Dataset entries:
======

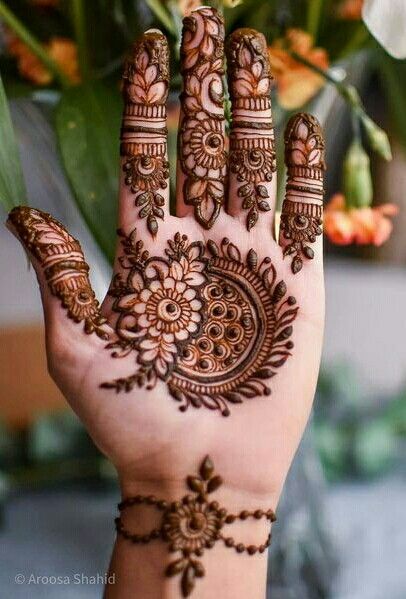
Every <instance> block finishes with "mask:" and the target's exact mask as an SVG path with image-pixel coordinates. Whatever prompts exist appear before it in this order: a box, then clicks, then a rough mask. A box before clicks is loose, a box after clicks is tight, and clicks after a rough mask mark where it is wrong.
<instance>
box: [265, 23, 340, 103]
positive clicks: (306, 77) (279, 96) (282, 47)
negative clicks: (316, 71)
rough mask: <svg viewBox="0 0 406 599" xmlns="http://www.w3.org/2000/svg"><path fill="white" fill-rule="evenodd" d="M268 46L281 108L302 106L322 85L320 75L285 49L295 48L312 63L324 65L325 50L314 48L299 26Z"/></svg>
mask: <svg viewBox="0 0 406 599" xmlns="http://www.w3.org/2000/svg"><path fill="white" fill-rule="evenodd" d="M268 50H269V59H270V62H271V67H272V72H273V74H274V76H275V79H276V83H277V86H278V99H279V103H280V105H281V106H282V107H283V108H286V109H288V110H290V109H295V108H299V107H300V106H303V104H305V103H306V102H307V101H308V100H310V99H311V98H312V97H313V96H314V95H315V94H316V93H317V92H318V91H319V90H320V88H321V87H323V85H324V79H323V77H321V76H320V75H318V74H317V73H315V72H314V71H312V70H311V69H309V67H306V66H305V65H303V64H302V63H301V62H299V61H297V60H295V59H294V58H292V56H290V54H289V51H290V52H296V54H300V56H303V58H306V59H307V60H308V61H309V62H311V63H312V64H314V65H315V66H317V67H319V68H321V69H327V68H328V65H329V61H328V55H327V52H326V50H324V48H315V47H314V46H313V38H312V36H311V35H310V34H309V33H306V32H305V31H302V30H301V29H288V31H287V33H286V36H285V38H282V39H277V40H275V41H274V42H273V44H272V46H270V47H269V49H268Z"/></svg>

======

Update the rows above by changing every "rough mask" to "coarse mask" and keeping all other text the same. Omit the pictures from your answer.

Every <instance> block finishes with "mask:" and the target's exact mask as an SVG path with image-pixel coordinates. Whatever prompts exist appear before it in this order: a box, then clicks, then a coarse mask. A box before clicks is loose, a box after clicks is tight, and clicks after a coarse mask mark where it is wrong.
<instance>
box: [265, 23, 340, 103]
positive clicks: (306, 77) (279, 96) (282, 47)
negative clicks: (316, 71)
coarse mask: <svg viewBox="0 0 406 599" xmlns="http://www.w3.org/2000/svg"><path fill="white" fill-rule="evenodd" d="M268 46L281 108L302 106L322 85L320 75L285 49L295 48L312 63L324 65L325 50L314 48L299 26Z"/></svg>
mask: <svg viewBox="0 0 406 599" xmlns="http://www.w3.org/2000/svg"><path fill="white" fill-rule="evenodd" d="M268 50H269V59H270V62H271V67H272V72H273V74H274V76H275V79H276V83H277V86H278V99H279V103H280V105H281V106H282V107H283V108H286V109H288V110H290V109H295V108H299V107H300V106H303V104H305V103H306V102H307V101H308V100H310V99H311V98H312V97H313V96H314V95H315V94H316V93H317V92H318V91H319V90H320V88H321V87H323V85H324V79H323V77H321V76H320V75H318V74H317V73H315V72H314V71H312V70H311V69H309V67H306V66H305V65H303V64H302V63H301V62H299V61H297V60H295V59H294V58H292V56H290V54H289V51H290V52H296V54H300V56H303V58H306V59H307V60H308V61H309V62H311V63H312V64H314V65H315V66H317V67H319V68H321V69H327V68H328V65H329V61H328V55H327V52H326V50H324V48H315V47H314V46H313V38H312V36H311V35H310V34H309V33H306V32H305V31H302V30H301V29H288V31H287V33H286V36H285V38H282V39H277V40H275V41H274V42H273V44H272V46H270V47H269V49H268Z"/></svg>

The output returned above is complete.